- THE PROBLEM: Reproduce the full listing that appears beneath this instruction exactly.

-- Start TASK MATERIAL --

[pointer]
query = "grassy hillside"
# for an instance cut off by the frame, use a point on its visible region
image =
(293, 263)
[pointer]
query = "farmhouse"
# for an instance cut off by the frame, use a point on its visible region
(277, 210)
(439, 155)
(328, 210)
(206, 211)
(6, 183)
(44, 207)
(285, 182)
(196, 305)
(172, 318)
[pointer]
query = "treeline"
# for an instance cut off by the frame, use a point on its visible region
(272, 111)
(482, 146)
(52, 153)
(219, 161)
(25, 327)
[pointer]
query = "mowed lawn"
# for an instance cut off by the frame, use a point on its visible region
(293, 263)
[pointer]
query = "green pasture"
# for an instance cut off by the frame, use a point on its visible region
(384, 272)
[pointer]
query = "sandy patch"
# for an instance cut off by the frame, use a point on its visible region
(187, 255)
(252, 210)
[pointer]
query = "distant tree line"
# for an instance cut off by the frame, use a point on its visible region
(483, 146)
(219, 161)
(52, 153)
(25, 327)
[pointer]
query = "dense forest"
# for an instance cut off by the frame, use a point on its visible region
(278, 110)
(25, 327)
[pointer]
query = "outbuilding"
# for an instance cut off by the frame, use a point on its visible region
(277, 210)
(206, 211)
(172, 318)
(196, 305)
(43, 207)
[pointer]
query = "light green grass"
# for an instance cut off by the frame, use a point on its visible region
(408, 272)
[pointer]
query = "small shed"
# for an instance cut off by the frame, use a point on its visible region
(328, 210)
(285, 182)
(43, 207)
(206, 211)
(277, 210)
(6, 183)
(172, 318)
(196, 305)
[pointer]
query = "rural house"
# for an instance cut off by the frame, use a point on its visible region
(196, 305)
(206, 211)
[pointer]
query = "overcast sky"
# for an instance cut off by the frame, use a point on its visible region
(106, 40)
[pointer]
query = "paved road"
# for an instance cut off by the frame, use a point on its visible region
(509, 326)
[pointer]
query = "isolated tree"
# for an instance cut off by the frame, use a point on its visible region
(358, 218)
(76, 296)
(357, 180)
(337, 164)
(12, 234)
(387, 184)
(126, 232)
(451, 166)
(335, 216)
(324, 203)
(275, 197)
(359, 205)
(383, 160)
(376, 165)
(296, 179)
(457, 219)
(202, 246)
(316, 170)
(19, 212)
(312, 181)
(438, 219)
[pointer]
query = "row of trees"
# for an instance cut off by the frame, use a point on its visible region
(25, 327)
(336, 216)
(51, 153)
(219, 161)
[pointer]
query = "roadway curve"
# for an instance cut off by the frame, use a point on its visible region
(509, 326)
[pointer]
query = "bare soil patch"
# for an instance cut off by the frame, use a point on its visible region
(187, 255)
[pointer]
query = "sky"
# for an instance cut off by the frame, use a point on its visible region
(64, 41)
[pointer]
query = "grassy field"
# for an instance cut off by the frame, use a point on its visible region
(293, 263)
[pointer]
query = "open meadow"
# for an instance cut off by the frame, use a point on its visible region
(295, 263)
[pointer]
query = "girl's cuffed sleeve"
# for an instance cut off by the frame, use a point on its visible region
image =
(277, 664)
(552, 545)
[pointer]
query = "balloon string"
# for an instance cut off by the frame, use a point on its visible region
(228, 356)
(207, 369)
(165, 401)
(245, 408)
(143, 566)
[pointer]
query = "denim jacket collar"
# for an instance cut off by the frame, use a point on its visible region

-- End TASK MATERIAL --

- ANSWER TO THIS TASK:
[pointer]
query = "grassy hillside"
# for an instance cut off by the frame, use a point on its visible region
image =
(293, 263)
[pointer]
query = "farmhouse"
# for an instance cut off by the frame, use a point on its visible region
(277, 210)
(439, 155)
(328, 210)
(206, 211)
(6, 183)
(44, 207)
(285, 182)
(196, 305)
(172, 318)
[pointer]
query = "treeline"
# for an instance cut off by the frame, use a point on its visible region
(272, 111)
(482, 146)
(52, 153)
(219, 161)
(25, 327)
[pointer]
query = "mowed lawn"
# for an instance cut off by the frame, use a point on its visible region
(293, 263)
[pointer]
query = "green pasture"
# for an instance cut off by the frame, use a point on its visible region
(384, 272)
[pointer]
query = "sandy patch"
# for an instance cut off by the frame, use a point on its visible region
(187, 255)
(252, 210)
[pointer]
query = "distant tree line"
# for an instance cut off by the frame, use a point on its visible region
(483, 146)
(219, 161)
(52, 153)
(25, 327)
[pointer]
query = "dense forest"
# for an instance cut off by the frame, use a point on its visible region
(278, 110)
(25, 327)
[pointer]
query = "outbuilding"
# for an instance cut off by the frame, use a point on its visible region
(277, 210)
(206, 211)
(172, 318)
(196, 305)
(43, 207)
[pointer]
query = "light green grass"
# for an instance cut off by the frame, use a point on its visible region
(408, 272)
[pointer]
query = "small shed"
# for an instance cut off by the frame, use a point on its visible region
(328, 210)
(285, 182)
(43, 207)
(206, 211)
(277, 210)
(6, 183)
(172, 318)
(196, 305)
[pointer]
query = "rural house"
# for an instance cut off by the frame, use a point on its visible region
(196, 305)
(206, 211)
[pointer]
query = "overcast sky"
# for an instance cut off by the frame, use a point on its visible region
(106, 40)
[pointer]
query = "paved road"
# for an instance cut off by the frame, use a point on its visible region
(509, 326)
[pointer]
query = "isolated tree"
# for an instance cut off by the frame, use a point on its visible region
(358, 218)
(76, 296)
(357, 180)
(337, 164)
(12, 234)
(387, 184)
(126, 232)
(451, 166)
(335, 216)
(324, 203)
(275, 197)
(359, 205)
(383, 160)
(376, 165)
(296, 179)
(457, 219)
(202, 246)
(316, 170)
(19, 212)
(312, 181)
(438, 219)
[pointer]
query = "row of trees"
# for an instance cut off by the frame, use a point on its visible region
(25, 327)
(336, 216)
(51, 153)
(219, 161)
[pointer]
query = "roadway curve"
# for an instance cut off by the frame, use a point on its visible region
(509, 326)
[pointer]
query = "bare soil patch"
# for an instance cut off by the frame, use a point on its visible region
(187, 255)
[pointer]
query = "sky"
# for an instance cut off by the frame, use a point on its visible region
(64, 41)
[pointer]
query = "grassy field"
# for an instance cut off by the frame, use a point on its visible region
(293, 263)
[pointer]
query = "open meadow"
# for an instance cut off by the frame, use a point on its visible region
(295, 263)
[pointer]
query = "girl's cuffed sleeve"
# for an instance cut off by the frame, use a point on its visible region
image =
(277, 664)
(552, 545)
[pointer]
query = "balloon string"
# for an instance cut off by the frame, use a point on its visible region
(228, 356)
(207, 369)
(165, 401)
(245, 408)
(143, 566)
[pointer]
query = "denim jacket collar"
# for an instance cut off by the frame, use a point on its visible region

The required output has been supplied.